**PROBLEMS TO SOLVE:**
a – List every triathlon leg named in the triathlon nutrition passage below.
b – In the triathlon nutrition passage below, what share of the athletes Scott asks say they have never taken their race-day calorie amount under normal training conditions?

**TEXT:**
That flood of products and advice makes the idea of simplification even more crucial—a concept Scott and many other pro triathletes support.
"A lot of athletes are overthinking it," Scott says. "When they simplify it, they're not taking an excessive amount of ingredients, or total calories—which is really the massive thing that causes the greatest amount of trouble.
"I'd rather have people err on the underside of it. I always ask 'Is the amount of calories you're taking during competition or in really hard training, are you doing the same thing under normal training conditions?' And 90 percent of them say 'No, I've never done it.' So why the heck are you doing it on race day?"
It all leads to what Scott sees as the biggest issue triathletes face nutritionally: Doing fine during the swim, feeling so-so on the bike and then succumbing to GI distress during an agonizing run.
"I can't count how many stories I've heard," Scott says.
Scott recently has teamed up with X2Performance, a supplement that is NSF Certified for Sport (which Scott calls "gigantic.") In addition to his endorsement, Scott will provide training tips and nutrition plans for the brand.

**DATA SHOWN:**
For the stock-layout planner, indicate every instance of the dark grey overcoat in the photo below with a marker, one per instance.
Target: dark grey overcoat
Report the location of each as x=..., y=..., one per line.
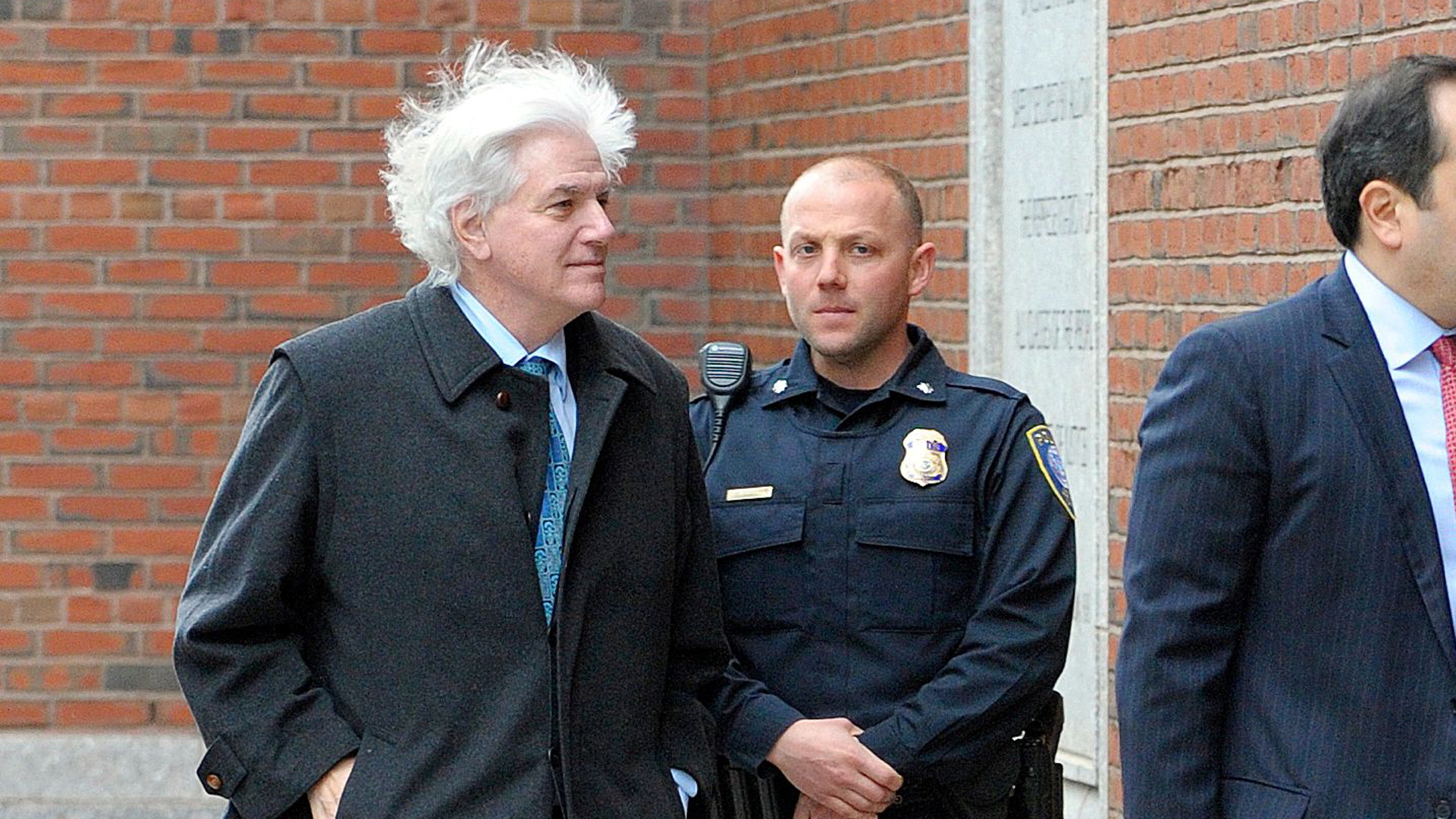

**SOLUTIONS TO EACH TASK:**
a – Swim, bike, run

b – 90 percent